Task to carry out:
Retype all of the entries precisely.

[Data section]

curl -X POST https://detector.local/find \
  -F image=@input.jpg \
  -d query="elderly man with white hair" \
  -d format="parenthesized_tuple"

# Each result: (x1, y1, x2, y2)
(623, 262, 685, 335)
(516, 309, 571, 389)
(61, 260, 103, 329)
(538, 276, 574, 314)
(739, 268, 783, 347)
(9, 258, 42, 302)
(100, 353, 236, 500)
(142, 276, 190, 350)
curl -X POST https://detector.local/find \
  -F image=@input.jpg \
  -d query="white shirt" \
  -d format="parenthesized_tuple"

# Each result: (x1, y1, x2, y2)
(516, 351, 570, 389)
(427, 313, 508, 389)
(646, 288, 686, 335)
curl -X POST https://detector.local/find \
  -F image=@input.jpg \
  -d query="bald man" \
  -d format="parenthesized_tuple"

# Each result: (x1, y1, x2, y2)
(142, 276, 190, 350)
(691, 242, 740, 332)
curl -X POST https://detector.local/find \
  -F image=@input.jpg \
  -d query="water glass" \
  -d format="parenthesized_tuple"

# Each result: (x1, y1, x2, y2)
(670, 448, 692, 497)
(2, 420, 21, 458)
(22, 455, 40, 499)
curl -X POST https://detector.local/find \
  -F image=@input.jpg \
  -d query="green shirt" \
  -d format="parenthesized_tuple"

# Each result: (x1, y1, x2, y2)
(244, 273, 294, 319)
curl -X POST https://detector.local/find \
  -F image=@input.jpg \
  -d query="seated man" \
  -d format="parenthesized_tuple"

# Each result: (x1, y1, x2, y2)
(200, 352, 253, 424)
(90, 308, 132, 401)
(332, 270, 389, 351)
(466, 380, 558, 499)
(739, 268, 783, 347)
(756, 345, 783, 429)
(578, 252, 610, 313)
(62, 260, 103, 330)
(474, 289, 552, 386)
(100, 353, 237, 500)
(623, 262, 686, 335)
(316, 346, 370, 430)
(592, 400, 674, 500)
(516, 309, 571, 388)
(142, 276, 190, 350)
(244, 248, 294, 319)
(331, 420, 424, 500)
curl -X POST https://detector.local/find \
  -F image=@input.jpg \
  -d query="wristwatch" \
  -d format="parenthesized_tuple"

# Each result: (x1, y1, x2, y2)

[/Data section]

Solution:
curl -X POST https://detector.local/find \
  -F image=@input.jpg \
  -d query="elderly man with white hair" \
  -d format="parenthesized_tuple"

# Each result: (x1, y1, x2, y2)
(623, 262, 685, 335)
(516, 309, 571, 389)
(61, 260, 103, 329)
(538, 276, 574, 314)
(739, 268, 783, 347)
(9, 258, 42, 302)
(100, 353, 236, 500)
(142, 276, 190, 350)
curl -X POST https://detector.local/find \
  -F image=@input.jpg \
  -d query="white shirt" \
  -d format="parenthesized_tuple"

# Each result: (x1, y1, x2, y2)
(516, 351, 570, 389)
(427, 313, 508, 389)
(646, 288, 686, 335)
curl -X POST https://detector.local/find \
  -F image=@input.jpg \
  -d query="bald man" \
  -d format="parenthesized_tuple"

# Each result: (x1, y1, x2, y2)
(142, 276, 190, 350)
(691, 242, 740, 332)
curl -X POST https://detector.local/find \
  -F image=@input.jpg \
  -d query="water glass" \
  -d format="parenthesized_tuple"

# Each result: (x1, y1, x2, y2)
(670, 448, 692, 497)
(2, 420, 21, 458)
(22, 455, 40, 499)
curl -X POST https://detector.local/find \
  -F image=@input.jpg \
  -d query="green shirt" \
  -d format="parenthesized_tuple"

# Each result: (x1, y1, x2, y2)
(244, 273, 294, 319)
curl -X POST https://detector.local/find \
  -F image=@input.jpg \
  -d query="seated man" \
  -d format="parenthesized_tuple"

# Each result: (x1, y1, x2, y2)
(200, 352, 253, 424)
(90, 308, 132, 401)
(332, 270, 389, 351)
(466, 380, 558, 499)
(739, 268, 783, 347)
(756, 345, 783, 429)
(578, 252, 610, 313)
(62, 260, 103, 330)
(474, 289, 552, 386)
(100, 353, 237, 500)
(623, 262, 686, 335)
(316, 346, 370, 430)
(592, 400, 674, 500)
(516, 309, 571, 388)
(142, 276, 190, 350)
(244, 248, 294, 319)
(331, 420, 424, 500)
curl -X POST https://detector.local/find \
  -F image=@input.jpg \
  -d query="wristwatch" \
  -d format="parenthesized_tuple"

# Each result: (x1, y1, x2, y2)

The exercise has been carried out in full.